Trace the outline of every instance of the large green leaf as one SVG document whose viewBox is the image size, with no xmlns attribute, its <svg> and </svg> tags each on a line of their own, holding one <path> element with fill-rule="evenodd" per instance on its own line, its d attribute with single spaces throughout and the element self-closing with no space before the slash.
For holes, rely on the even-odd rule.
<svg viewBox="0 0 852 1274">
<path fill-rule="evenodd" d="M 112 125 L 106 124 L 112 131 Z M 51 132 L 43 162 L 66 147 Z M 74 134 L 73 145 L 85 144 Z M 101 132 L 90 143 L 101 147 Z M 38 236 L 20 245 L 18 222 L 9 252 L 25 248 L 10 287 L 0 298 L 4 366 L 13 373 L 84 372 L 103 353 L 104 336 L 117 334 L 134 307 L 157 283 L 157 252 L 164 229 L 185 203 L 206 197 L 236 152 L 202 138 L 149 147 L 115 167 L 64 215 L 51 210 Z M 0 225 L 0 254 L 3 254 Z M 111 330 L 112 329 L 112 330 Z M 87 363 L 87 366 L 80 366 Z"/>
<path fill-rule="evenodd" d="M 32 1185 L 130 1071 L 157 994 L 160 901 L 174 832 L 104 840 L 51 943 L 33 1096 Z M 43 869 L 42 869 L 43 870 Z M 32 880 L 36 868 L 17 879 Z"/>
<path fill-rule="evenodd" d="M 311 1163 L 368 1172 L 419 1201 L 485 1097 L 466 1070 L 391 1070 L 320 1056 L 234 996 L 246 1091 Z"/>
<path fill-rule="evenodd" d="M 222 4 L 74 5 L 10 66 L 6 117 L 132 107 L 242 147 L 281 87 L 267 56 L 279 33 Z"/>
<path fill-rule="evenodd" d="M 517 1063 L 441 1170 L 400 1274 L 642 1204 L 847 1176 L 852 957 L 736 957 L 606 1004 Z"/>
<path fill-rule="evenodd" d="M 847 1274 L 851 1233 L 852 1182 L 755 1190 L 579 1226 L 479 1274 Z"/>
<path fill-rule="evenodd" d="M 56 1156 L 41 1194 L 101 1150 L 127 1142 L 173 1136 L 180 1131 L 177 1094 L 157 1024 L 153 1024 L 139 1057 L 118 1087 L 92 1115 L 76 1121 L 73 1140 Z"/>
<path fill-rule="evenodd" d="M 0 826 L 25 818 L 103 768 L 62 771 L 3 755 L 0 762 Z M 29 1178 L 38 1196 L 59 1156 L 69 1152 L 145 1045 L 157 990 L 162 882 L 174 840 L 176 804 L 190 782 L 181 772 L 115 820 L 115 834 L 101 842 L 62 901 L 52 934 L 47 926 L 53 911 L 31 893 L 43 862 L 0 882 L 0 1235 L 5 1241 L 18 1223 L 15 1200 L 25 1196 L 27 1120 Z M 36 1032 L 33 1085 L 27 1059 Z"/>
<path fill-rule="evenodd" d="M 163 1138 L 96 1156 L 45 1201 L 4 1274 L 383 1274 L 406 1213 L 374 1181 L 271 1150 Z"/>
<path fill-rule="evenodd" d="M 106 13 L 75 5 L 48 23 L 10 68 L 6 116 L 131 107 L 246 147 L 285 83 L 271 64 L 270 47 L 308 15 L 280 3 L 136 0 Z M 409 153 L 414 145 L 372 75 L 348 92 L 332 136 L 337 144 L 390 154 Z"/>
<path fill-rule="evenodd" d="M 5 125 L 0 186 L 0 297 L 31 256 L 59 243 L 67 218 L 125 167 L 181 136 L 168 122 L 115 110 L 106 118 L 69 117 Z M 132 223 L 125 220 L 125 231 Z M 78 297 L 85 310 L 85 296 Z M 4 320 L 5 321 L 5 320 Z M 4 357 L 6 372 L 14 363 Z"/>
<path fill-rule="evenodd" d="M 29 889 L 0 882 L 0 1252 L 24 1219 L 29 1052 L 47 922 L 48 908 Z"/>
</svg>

==========

Problem description:
Print the lines above again, unchanged.

Final result:
Trace the outline of every instance of the large green leaf as one SVG document whose viewBox is the image size, with no xmlns attribute, its <svg> and </svg> tags each on a line of their own, holding one <path> element with fill-rule="evenodd" per instance on its own line, its d attribute with single spaces throughout and the element self-closing with no space before the slash.
For holes, rely on the even-odd rule.
<svg viewBox="0 0 852 1274">
<path fill-rule="evenodd" d="M 112 125 L 106 124 L 112 131 Z M 51 132 L 43 162 L 66 147 Z M 74 134 L 73 145 L 85 144 Z M 101 132 L 90 143 L 101 147 Z M 38 236 L 20 245 L 18 222 L 9 252 L 25 248 L 10 287 L 0 298 L 4 366 L 13 373 L 84 372 L 103 353 L 104 336 L 117 334 L 134 307 L 157 283 L 157 252 L 164 229 L 185 203 L 206 197 L 236 152 L 202 138 L 149 147 L 115 167 L 64 215 L 51 210 Z M 0 225 L 0 254 L 3 254 Z M 111 330 L 112 329 L 112 330 Z M 87 363 L 87 366 L 80 366 Z"/>
<path fill-rule="evenodd" d="M 32 1185 L 130 1071 L 157 994 L 160 901 L 174 832 L 104 840 L 51 943 L 33 1096 Z M 43 869 L 42 869 L 43 870 Z M 32 880 L 36 868 L 17 879 Z"/>
<path fill-rule="evenodd" d="M 311 1163 L 368 1172 L 419 1201 L 485 1097 L 466 1070 L 391 1070 L 320 1056 L 234 996 L 246 1091 Z"/>
<path fill-rule="evenodd" d="M 222 4 L 74 5 L 10 66 L 6 117 L 132 107 L 242 147 L 281 87 L 267 56 L 279 33 Z"/>
<path fill-rule="evenodd" d="M 517 1063 L 441 1170 L 400 1274 L 642 1204 L 847 1176 L 852 957 L 736 957 L 606 1004 Z"/>
<path fill-rule="evenodd" d="M 847 1274 L 851 1233 L 852 1182 L 755 1190 L 579 1226 L 479 1274 Z"/>
<path fill-rule="evenodd" d="M 56 1156 L 41 1194 L 101 1150 L 127 1142 L 173 1136 L 180 1131 L 177 1094 L 157 1024 L 153 1024 L 139 1057 L 118 1087 L 92 1115 L 76 1121 L 73 1140 Z"/>
<path fill-rule="evenodd" d="M 0 826 L 25 818 L 103 768 L 62 771 L 3 755 L 0 762 Z M 29 1178 L 38 1196 L 59 1156 L 69 1152 L 145 1045 L 157 990 L 162 882 L 174 840 L 176 804 L 190 782 L 181 772 L 115 820 L 115 834 L 101 842 L 62 901 L 52 934 L 47 926 L 53 911 L 31 893 L 43 862 L 0 882 L 0 1235 L 5 1241 L 18 1223 L 15 1200 L 25 1196 L 27 1120 Z M 36 1032 L 33 1085 L 27 1059 Z"/>
<path fill-rule="evenodd" d="M 163 1138 L 96 1156 L 45 1201 L 4 1274 L 383 1274 L 406 1213 L 374 1181 L 271 1150 Z"/>
<path fill-rule="evenodd" d="M 106 13 L 75 5 L 48 23 L 10 68 L 6 116 L 131 107 L 246 147 L 285 83 L 271 64 L 270 47 L 308 15 L 280 3 L 136 0 Z M 409 153 L 414 145 L 372 75 L 348 92 L 332 136 L 337 144 L 390 154 Z"/>
<path fill-rule="evenodd" d="M 5 125 L 0 186 L 0 297 L 31 256 L 59 243 L 67 218 L 125 167 L 181 136 L 168 122 L 115 110 L 106 118 L 69 117 Z M 132 223 L 125 220 L 125 231 Z M 78 297 L 85 310 L 85 296 Z M 4 320 L 5 321 L 5 320 Z M 4 357 L 6 372 L 14 363 Z"/>
<path fill-rule="evenodd" d="M 29 889 L 0 882 L 0 1252 L 24 1219 L 29 1052 L 47 922 L 48 908 Z"/>
</svg>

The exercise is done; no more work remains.